* Reading passage *
In the present investigation, the equilibrium data were analyzed using the Langmuir and Freundlich isotherm expression. The calculated values of the Langmuir and Freundlich parameters are given in Table 1. The correlation coefficient (R ²) of the Langmuir model suggests a better fit for the experimental equilibrium adsorption data than that of Freundlich model. This indicates monolayer coverage of the surface of Fe₃O₄ nanoparticles by DC molecules.

Table 1 Adsorption isotherm parameters for adsorption of DC onto Fe₃O₄ nanoparticles surfaces

Calibration curve and real samples analysis

For constructing the calibration curve (Fig. 7), standard DC solutions with different concentrations were prepared and their absorbances were measured by UV–Vis spectrometer at 345 nm.

Fig. 7

Calibration curve constructed at 345 nm

Applicability of the proposed method to real samples was evaluated by extraction and determination of spiked DC in honey (Khomein company, Iran), tap water (Shiraz city, Iran), well water (Kavar region, Fars, Iran) and agricultural water (Marvdasht region, Fars, Iran) as reported in Table 2.

Table 2 Percent recovery results for spiked DC in honey and water samples (n = 3)

* Task details *
Answer from the passage on DC adsorption onto Fe₃O₄ nanoparticles:
1. Which isotherm model fit the experimental equilibrium data better?
2. At what wavelength were the standard DC solutions measured for the calibration curve?
3. Where did the tap water sample come from?

* Extracted entries *
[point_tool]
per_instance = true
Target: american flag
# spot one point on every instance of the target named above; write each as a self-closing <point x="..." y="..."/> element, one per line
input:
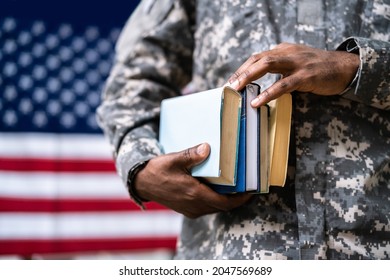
<point x="59" y="192"/>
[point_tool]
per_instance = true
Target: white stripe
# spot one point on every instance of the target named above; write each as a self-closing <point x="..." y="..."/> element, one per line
<point x="47" y="145"/>
<point x="64" y="185"/>
<point x="92" y="225"/>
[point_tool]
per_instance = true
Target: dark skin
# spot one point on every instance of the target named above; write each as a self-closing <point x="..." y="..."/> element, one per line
<point x="166" y="179"/>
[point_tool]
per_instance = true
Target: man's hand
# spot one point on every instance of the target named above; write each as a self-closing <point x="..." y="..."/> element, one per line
<point x="167" y="180"/>
<point x="303" y="69"/>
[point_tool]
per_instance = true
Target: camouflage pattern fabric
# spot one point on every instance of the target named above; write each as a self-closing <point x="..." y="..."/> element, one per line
<point x="336" y="203"/>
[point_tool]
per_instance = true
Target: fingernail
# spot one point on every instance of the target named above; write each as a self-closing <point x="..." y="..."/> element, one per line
<point x="256" y="102"/>
<point x="233" y="84"/>
<point x="201" y="149"/>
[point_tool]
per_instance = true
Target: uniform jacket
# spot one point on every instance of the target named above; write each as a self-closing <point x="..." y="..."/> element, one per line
<point x="336" y="202"/>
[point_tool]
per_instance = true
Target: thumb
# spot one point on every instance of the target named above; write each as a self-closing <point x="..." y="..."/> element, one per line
<point x="193" y="156"/>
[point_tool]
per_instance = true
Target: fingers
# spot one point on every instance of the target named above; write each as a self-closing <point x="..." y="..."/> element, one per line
<point x="192" y="156"/>
<point x="280" y="87"/>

* Solved problem *
1. The Langmuir model
2. 345 nm
3. Shiraz city, Iran